Records:
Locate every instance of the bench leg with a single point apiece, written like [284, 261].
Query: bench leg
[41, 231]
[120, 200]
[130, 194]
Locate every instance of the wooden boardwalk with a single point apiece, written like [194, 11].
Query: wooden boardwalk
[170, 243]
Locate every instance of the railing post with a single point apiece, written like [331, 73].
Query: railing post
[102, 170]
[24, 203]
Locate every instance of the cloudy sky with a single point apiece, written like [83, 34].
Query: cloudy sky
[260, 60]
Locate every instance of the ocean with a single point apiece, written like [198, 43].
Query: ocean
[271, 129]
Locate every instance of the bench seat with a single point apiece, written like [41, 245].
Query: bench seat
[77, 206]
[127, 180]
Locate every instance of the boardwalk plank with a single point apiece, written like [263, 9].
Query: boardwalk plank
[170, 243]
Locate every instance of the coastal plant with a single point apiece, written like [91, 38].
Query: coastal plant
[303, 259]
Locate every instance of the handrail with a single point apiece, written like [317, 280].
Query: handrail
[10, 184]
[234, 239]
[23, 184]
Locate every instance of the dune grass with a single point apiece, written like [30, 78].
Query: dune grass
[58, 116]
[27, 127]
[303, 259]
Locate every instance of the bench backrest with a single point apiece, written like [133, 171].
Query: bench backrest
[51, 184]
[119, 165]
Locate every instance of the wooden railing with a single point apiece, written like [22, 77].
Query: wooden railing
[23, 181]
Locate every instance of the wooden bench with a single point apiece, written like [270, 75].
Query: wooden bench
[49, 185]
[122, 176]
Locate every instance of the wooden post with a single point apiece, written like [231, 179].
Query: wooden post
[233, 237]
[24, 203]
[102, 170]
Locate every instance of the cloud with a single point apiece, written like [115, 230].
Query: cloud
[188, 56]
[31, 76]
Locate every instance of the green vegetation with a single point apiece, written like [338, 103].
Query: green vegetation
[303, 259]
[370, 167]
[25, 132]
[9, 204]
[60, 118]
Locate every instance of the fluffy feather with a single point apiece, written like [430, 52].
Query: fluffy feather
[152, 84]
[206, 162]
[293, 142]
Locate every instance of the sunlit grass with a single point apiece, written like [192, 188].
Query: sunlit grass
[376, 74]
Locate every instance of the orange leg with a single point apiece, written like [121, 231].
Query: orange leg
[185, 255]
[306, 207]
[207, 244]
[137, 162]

* Requirements: Rewrite the lines from the one containing "Locate every instance of the fluffy" through the end of the records, swapping "sunlit grass" for "dry grass" and leaving everything else unchanged.

* Solution for this exercise:
Locate every instance of the fluffy feather with a single point apiece, written like [430, 52].
Query: fluffy feather
[152, 84]
[206, 162]
[293, 142]
Locate every instance of the dry grass with a single point apiece, written like [192, 188].
Query: dry grass
[376, 74]
Locate every instance of the orange leg with a single point apiece, written like [121, 231].
Query: orange leg
[185, 255]
[306, 207]
[207, 244]
[137, 162]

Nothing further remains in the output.